▶ **Problem statement**: Begin at the line that has "obj: sink basin" and stop after the line that has "left=328, top=267, right=397, bottom=314". Write out every line in that stretch of the entries, requests included, raising each box coordinate in the answers by 145 and keeping the sample coordinates in the requests as they are.

Entries from a box labeling dataset:
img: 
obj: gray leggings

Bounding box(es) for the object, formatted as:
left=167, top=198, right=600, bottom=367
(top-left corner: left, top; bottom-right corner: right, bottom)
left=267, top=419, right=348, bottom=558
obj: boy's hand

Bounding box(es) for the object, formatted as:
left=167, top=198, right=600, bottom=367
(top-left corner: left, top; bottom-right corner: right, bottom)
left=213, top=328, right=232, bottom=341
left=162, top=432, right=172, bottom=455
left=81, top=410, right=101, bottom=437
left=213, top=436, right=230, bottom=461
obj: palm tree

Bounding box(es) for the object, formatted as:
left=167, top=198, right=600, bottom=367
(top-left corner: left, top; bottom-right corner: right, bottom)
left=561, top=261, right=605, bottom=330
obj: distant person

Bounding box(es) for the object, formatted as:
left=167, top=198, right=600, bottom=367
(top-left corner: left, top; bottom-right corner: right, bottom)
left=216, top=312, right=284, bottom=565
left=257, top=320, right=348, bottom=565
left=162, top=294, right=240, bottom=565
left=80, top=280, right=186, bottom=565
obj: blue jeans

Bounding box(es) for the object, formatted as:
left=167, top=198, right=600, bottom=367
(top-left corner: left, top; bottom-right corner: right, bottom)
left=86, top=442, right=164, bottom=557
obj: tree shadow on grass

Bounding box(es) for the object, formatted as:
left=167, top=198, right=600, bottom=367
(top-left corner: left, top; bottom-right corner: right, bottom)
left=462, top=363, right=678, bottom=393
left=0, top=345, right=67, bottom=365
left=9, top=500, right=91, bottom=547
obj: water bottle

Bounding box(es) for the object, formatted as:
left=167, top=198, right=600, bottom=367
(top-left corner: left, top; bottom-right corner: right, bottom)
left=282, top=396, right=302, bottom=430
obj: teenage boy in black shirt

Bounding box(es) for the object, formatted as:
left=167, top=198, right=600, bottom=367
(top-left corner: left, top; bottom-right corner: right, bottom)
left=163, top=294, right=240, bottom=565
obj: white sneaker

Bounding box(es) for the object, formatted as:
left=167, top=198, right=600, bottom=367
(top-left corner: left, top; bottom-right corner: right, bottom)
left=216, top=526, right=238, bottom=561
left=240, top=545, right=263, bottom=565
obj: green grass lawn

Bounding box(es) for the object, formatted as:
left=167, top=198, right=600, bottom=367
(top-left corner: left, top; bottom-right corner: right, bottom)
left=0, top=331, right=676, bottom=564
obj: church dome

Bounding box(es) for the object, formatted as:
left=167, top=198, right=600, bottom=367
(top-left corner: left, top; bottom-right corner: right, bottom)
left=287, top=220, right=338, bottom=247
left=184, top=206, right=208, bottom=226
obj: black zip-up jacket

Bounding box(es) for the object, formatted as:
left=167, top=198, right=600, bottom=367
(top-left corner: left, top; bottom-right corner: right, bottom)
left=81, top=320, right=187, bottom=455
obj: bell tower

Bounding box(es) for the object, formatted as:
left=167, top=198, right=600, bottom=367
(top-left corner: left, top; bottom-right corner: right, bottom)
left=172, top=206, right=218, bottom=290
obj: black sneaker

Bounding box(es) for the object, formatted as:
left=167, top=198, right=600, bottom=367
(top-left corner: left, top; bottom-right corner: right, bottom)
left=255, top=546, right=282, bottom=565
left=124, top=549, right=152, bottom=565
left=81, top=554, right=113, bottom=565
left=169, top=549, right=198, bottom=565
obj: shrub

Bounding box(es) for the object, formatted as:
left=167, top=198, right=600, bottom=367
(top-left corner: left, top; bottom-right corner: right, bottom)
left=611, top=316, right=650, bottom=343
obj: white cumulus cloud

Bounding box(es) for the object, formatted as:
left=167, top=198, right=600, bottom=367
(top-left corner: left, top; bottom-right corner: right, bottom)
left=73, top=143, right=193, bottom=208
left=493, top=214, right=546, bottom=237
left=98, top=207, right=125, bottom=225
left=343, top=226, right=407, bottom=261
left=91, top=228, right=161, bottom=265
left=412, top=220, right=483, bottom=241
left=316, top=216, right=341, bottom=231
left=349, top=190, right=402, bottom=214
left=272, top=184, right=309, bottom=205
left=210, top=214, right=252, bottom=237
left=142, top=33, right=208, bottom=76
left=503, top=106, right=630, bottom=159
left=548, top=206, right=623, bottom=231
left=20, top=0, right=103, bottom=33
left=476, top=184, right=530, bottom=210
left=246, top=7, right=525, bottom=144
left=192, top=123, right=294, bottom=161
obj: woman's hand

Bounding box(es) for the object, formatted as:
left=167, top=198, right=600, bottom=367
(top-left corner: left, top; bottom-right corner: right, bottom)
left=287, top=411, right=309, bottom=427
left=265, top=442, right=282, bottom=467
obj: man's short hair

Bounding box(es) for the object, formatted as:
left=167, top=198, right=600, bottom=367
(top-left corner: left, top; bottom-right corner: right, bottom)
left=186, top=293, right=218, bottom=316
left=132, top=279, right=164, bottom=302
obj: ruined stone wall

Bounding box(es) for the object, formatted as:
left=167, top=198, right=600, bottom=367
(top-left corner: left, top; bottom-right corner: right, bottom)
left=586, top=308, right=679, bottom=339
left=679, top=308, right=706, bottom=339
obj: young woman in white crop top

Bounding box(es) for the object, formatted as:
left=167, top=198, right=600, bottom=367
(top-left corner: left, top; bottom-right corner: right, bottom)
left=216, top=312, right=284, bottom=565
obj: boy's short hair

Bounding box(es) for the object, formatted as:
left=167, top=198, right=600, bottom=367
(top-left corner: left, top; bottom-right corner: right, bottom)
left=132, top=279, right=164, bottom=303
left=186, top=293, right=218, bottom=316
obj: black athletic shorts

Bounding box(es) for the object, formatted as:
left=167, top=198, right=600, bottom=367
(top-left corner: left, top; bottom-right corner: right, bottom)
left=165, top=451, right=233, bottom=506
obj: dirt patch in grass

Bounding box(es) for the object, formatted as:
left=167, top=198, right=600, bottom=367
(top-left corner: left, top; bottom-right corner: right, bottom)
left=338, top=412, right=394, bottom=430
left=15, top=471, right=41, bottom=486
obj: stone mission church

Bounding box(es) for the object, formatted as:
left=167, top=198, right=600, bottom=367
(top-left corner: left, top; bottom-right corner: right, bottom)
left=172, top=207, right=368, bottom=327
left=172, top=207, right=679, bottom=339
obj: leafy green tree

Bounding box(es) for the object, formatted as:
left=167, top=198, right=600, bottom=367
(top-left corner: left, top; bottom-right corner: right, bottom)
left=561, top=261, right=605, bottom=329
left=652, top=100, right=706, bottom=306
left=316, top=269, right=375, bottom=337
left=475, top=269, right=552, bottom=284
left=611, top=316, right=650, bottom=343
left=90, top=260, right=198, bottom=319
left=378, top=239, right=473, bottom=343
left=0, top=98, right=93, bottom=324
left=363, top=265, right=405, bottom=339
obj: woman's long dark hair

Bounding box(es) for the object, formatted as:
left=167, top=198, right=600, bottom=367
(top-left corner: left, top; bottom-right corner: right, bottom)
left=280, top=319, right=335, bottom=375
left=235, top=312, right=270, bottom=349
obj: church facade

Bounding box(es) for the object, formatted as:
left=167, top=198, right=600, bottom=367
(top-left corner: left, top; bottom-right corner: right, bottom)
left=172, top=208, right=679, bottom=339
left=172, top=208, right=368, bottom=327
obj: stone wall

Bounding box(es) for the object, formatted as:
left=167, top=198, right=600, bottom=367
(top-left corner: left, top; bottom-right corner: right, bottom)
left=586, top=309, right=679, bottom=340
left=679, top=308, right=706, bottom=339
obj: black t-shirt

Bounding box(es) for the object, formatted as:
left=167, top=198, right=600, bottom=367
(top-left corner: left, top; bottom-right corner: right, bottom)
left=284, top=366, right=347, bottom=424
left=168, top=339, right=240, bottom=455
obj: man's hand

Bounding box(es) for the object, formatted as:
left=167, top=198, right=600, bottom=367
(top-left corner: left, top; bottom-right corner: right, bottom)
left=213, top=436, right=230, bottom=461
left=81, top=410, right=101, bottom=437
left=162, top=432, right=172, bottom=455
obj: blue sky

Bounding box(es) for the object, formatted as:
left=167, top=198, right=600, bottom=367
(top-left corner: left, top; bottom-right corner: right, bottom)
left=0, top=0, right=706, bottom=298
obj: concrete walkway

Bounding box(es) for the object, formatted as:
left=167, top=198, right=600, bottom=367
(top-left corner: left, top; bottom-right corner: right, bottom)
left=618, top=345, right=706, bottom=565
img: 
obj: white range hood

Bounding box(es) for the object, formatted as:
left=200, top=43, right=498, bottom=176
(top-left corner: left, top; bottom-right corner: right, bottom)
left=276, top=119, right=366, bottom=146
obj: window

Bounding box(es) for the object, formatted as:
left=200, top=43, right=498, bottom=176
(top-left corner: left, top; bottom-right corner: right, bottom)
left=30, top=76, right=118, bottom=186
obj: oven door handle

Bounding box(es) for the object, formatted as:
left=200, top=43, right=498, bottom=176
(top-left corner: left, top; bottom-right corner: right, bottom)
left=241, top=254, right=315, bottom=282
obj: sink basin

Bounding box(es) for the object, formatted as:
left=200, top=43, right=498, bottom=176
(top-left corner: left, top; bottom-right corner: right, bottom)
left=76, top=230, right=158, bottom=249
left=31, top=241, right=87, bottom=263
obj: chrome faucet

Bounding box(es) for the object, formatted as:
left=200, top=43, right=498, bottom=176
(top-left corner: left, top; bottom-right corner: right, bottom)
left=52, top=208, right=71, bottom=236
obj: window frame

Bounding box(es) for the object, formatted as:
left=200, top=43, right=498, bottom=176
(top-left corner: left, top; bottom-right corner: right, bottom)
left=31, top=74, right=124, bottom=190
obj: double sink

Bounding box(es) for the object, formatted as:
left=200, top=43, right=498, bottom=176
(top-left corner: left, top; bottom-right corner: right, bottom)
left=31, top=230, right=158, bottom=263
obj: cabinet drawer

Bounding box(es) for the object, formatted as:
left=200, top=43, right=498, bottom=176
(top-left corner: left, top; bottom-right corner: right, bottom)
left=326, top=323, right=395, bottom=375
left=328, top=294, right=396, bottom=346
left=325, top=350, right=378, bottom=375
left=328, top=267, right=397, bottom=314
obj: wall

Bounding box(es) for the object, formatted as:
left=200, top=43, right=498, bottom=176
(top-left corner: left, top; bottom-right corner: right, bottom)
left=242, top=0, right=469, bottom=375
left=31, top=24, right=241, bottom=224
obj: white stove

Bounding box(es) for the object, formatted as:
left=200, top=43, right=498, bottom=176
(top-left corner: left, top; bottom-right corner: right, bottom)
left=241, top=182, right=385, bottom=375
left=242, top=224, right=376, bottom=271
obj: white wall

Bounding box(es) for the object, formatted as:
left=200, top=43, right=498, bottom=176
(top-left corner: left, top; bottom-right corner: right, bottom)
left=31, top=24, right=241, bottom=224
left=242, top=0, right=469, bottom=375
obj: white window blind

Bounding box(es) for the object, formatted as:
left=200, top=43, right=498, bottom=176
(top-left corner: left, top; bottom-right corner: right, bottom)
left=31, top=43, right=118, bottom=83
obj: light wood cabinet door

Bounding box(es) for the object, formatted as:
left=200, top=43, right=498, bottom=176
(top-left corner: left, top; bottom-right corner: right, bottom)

▶ **Response to the exercise**:
obj: sink basin

Bounding box(es) for the object, formatted as:
left=200, top=43, right=498, bottom=176
(top-left corner: left, top; bottom-right corner: right, bottom)
left=221, top=375, right=303, bottom=394
left=176, top=386, right=232, bottom=408
obj: chrome faucet

Bounding box(es) for the object, formatted as:
left=200, top=43, right=498, bottom=176
(top-left corner: left, top; bottom-right corner: right, bottom)
left=197, top=353, right=216, bottom=381
obj: window frame

Bounding box(es) for the object, formatted as:
left=200, top=43, right=498, bottom=176
(top-left corner: left, top; bottom-right corner: right, bottom)
left=176, top=219, right=269, bottom=335
obj: double sink

Bounding box(es) for the object, formatted as:
left=200, top=43, right=498, bottom=176
(top-left corner: left, top; bottom-right corner: right, bottom)
left=176, top=375, right=303, bottom=408
obj: cabinet drawer

Bounding box(es) for the object, formatted as:
left=200, top=43, right=498, bottom=176
(top-left corner: left, top; bottom-right corner: right, bottom)
left=471, top=468, right=540, bottom=520
left=473, top=439, right=541, bottom=491
left=470, top=495, right=523, bottom=520
left=473, top=412, right=542, bottom=459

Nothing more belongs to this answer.